◆ Tarefa 1 ◆
Segundo o texto sobre a reforma previdenciária em Boa Vista, quem preside o SINTRAS-RR?
◆ Tarefa 2 ◆
Estenda o texto sobre a reforma previdenciária em Boa Vista, começando logo após a última frase apresentada.

◆ Texto extraído ◆
>>>
Diante desse impasse, a proposta dos sindicatos é clara e uníssona: a retirada imediata do Projeto de Lei Complementar n.º 001/2025 da pauta legislativa municipal e a criação de um Grupo de Trabalho (GT) paritário para revisar os cálculos e reformular os dispositivos. No documento entregue pelos sindicatos há também a exigência por um “canal de diálogo permanente”. Essa condição não é um capricho, mas um reconhecimento de que políticas previdenciárias exigem corresponsabilidade e coparticipação. Destaca-se: “não se reforma um regime previdenciário sem ouvir quem o sustenta”.
A encruzilhada: diálogo ou confronto
O momento é crítico. A paralisação pretendida pelo SINTRAS-RR e demais entidades sindicais não é apenas um instrumento de pressão, mas um sintoma da ruptura de confiança entre servidores e Gestão Municipal. A Prefeitura tem a oportunidade de reverter esse cenário, mas isso exigirá mais do que promessas genéricas de “análise”. Exigirá transparência factual, correção de rumos técnicos e, acima de tudo, respeito ao princípio constitucional da participação social. O PRESSEM não é uma planilha a ser ajustada, mas um pacto intergeracional que define o futuro do funcionalismo público.
Se o Prefeito Arthur Henrique optar pelo caminho do diálogo verdadeiro e da negociação transparente, poderá evitar um prolongado conflito que prejudicaria tanto os servidores quanto a população de Boa Vista. Caso contrário, a judicialização e a paralisação das atividades públicas podem se tornar inevitáveis. “A escolha é clara: ou a Prefeitura escuta os servidores e constrói uma reforma com legitimidade, ou assistirá ao fortalecimento de um movimento sindical unificado e determinado a defender seus direitos!”, enfatiza a Presidente do SINTRAS-RR, Maceli Carvalho.
Na expectativa de uma resposta concreta do Executivo Municipal, os sindicatos mantêm a mobilização por paralisações e já se articulam para convocar assembleias sincronizadas em todas as categorias representadas. A pressão sobre a Prefeitura segue firme, com a paralisação como medida legítima até a retirada do PLC 001/2025 da pauta legislativa.
<<<
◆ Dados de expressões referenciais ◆
>>>
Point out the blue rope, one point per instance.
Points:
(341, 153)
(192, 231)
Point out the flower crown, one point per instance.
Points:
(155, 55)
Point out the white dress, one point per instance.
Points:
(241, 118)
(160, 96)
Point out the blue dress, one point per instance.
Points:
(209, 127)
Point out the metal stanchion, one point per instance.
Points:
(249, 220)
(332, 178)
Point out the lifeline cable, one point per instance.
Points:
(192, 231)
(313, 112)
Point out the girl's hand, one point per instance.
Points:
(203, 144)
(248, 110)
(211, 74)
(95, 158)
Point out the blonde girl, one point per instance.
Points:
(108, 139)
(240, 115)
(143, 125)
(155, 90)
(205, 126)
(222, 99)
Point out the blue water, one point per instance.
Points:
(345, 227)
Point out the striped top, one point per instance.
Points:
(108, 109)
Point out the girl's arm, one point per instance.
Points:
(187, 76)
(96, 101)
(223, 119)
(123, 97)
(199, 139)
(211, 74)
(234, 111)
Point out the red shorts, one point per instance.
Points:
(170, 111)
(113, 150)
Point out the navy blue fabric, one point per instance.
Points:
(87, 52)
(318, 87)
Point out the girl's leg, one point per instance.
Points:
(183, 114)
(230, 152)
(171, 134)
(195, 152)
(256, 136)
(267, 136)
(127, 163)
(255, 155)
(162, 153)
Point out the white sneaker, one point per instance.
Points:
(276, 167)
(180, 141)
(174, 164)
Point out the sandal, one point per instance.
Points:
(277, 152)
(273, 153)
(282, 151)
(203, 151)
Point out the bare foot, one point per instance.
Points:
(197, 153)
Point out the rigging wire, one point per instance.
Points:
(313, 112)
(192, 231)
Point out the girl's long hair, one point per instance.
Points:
<<<
◆ Resposta escrita 1 ◆
Maceli Carvalho.

◆ Resposta escrita 2 ◆
A bola está com o prefeito Arthur Henrique: enquanto o Executivo se diz aberto ao diálogo, os servidores exigem ações concretas. Será esta a vez em que o discurso se traduzirá em mudança efetiva, ou assistiremos a mais um ciclo de desgaste, greve e judicialização? A resposta, como bem lembra o movimento sindical, não pode vir apenas das salas de reunião, mas das ruas e da força popular.
Entidades que participaram da reunião:
SIGMUR Sindicato Intermunicipal dos Guardas Civis Municipais do Estado de Roraima
SINGVIM Sindicato dos Guardas de Vigilância do Município de Boa Vista
SINTRAS Sindicato dos Trabalhadores da Saúde de Roraima
SINDATRAN Sindicato dos Agentes de Trânsito – RR
SINTEAR-RR Sindicato dos Tecnólogos e Técnicos e Auxiliares de Radiologia de Roraima
SINPEM Sindicato dos Profissionais da Educação do Município de Boa Vista
SITRAM Sindicato dos Trabalhadores Municipais de Boa Vista
SINDFIM Sindicato dos Fiscais Municipais
SINDPRER Sindicato dos Profissionais de Enfermagem de Roraima
SINDPROMBV Sindicato dos Professores e das Professoras Municipais de Boa Vista
SINFITO Sindicato dos Fisioterapeutas e Terapeutas Ocupacionais de Roraima
IAFT-BV Instituto dos Auditores Fiscais de Tributos de Boa Vista.
COLETIVO SUAS BV Servidores da Gestão Social
SINDCONAM- RR Sindicato dos Condutores de Ambulância do Estado de Roraima
SINDOR Sindicato dos Odontologistas de Roraima
SINDFIM Sindicato dos Fiscais Municipais.
AFISCOMRR Associação dos Fiscos Municipais de Roraima
Participaram também da reunião a Procuradora Geral do Município, Marcela Medeiros, o Secretário Municipal de Comunicação, Marcelo Moreira e o Secretário da Casa Civil Municipal, Sérgio Pillon.